[Document segment]

* BEGIN *

Containers effectively partition the resources managed by a single operating system into isolated groups to better balance the conflicting demands on resource usage between the isolated groups. In contrast to virtualization, neither instruction-level emulation nor just-in-time compilation is required. Containers can run instructions native to the core CPU without any special interpretation mechanisms. None of the complexities of paravirtualization or system call thunking are required either.
By providing a way to create and enter containers, an operating system gives applications the illusion of running on a separate machine while at the same time sharing many of the underlying resources. For example, the page cache of common files—glibc for example—may effectively be shared because all containers use the same kernel and, depending on the container configuration, frequent the same libc library. This sharing can often extend to other files in directories that do not need to be written to.
The savings realized by sharing these resources, while also providing isolation, mean that containers have significantly lower overhead than true virtualization.
Container technology has existed for a long time. Solaris Zones and BSD jails are examples of containers on non-Linux operating systems. Container technologies for Linux have a similarly extensive heritage: Linux-Vserver, OpenVZ, and FreeVPS. While each of these technologies has matured, these solutions have not made significant strides towards integrating their container support into the mainstream Linux kernel.
In Serge Hallyn's "Linux Security Modules: A containers cookbook" (developerWorks, February 2009), discover how to truly strengthen lightweight containers with SELinux and Smack policy. And see Resources for more on these technologies.
In contrast, the Linux Resource Containers project (developed and maintained by IBM's Daniel Lezcano; see Resources for the code) seeks to implement containers by contributing to the mainstream Linux kernel. At the same time, these contributions may be useful for the mature Linux container solutions—offering a common back end for the more mature container projects. This article offers a quick introduction to using the tools created by the LXC project.
To get the most out of this article, you should be comfortable using the command line to run programs like make, gcc, and patch. You should also be familiar with the task of expanding tarballs (*.tar.gz files).
The LXC project consists of a Linux kernel patch and userspace tools. The userspace tools rely on the new features added to the kernel by the patch in order to offer a simplified set of tools to manipulate containers.
Before being able to use LXC, you need to download Linux kernel source code, apply an appropriate LXC patch, then build, install, and boot it. Then the LXC tools must be downloaded, built, and installed.

* END *

[Dataset content]
* BEGIN *

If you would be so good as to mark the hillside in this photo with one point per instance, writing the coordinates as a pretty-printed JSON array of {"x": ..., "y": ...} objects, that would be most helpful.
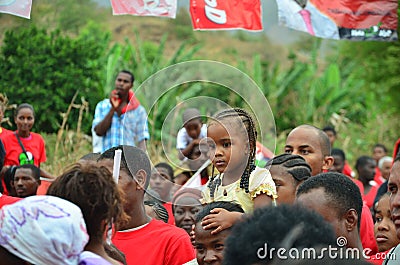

* END *

[Exercise requirements]
1) In the article on Linux containers, who develops and maintains the Linux Resource Containers project?
2) Carry on the article on Linux containers from the end of its final paragraph.

[The answers]
1) IBM's Daniel Lezcano.

2)
I used a patched Linux 2.6.27 kernel. (See Resources for
links.) While the lxc patch to the 2.6.27 Linux kernel probably will not apply to the kernel source from your
favorite distribution's kernel, Linux versions after 2.6.27 may contain
significant portions of the functionality presented in the patch; hence,
using the latest patch and mainline kernel source is highly recommended.
Also, instead of downloading and patching kernel source code, you may
retrieve the code using
git clone git://git.kernel.org/pub/scm/linux/kernel/git/daveh/linux-2.6-lxc.git
Directions on how to patch, configure, build, install, and boot a kernel can be found at kernelnewbies.org (see Resources for a link).
LXC requires some specific kernel configurations. The easiest way to
properly configure the kernel for LXC is to use
make menuconfig, then select Container
support. This in turn selects a set of other configuration options
depending on which features your kernel supports.
In addition to a kernel that supports containers, you will need tools that make starting and managing containers a simple task. The primary tools used for container management in this article come from liblxc (see Resources for a link, and also see libvirt for an alternative). This section discusses:
- The liblxc tool
- The iproute2 tool
- How to configure networking
- How to populate a container filesystem (by building a custom Debian one or by running an ssh container)
- How to connect to a container filesystem (SSH, VNC, VT: tty, VT: GUI)
Download and expand liblxc (see Resources), and then, from within the liblxc directory:
./configure --prefix=/ make make install
If you're comfortable building a source RPM, one is available (see Resources).
To manage your network interfaces within containers, you need version 2.6.26 or later of the iproute2 package (see Resources). If your Linux distribution lacks this package, download, configure, make, and install it using the instructions from the source tarball.
Another key component of many functional containers is network access. Bridging (connecting Ethernet segments so that they appear to be a single Ethernet segment) is currently the best method of connecting a container to the network. To prepare to use LXC, we will create a bridge (see Resources) and use it to connect our real network interface with the container's network interface.
To create a bridge named br0:
brctl addbr br0 brctl setfd br0 0
Bring up the bridge interface with your IP from a pre-existing network
10.0.2.15 in this example):
ifconfig br0 10.0.2.15 promisc up. Add your
pre-existing network interface (
eth0 in this
example) to the bridge and remove its direct association with its IP
brctl addif br0 eth0 ifconfig eth0 0.0.0.0 up
Any interface added to the bridge
respond to that IP address. Finally, ensure that your default route sends
packets to your gateway with
route add -net default gw 10.0.2.2 br0. Later,
when you configure the container, you specify
br0 as a link to the outside world.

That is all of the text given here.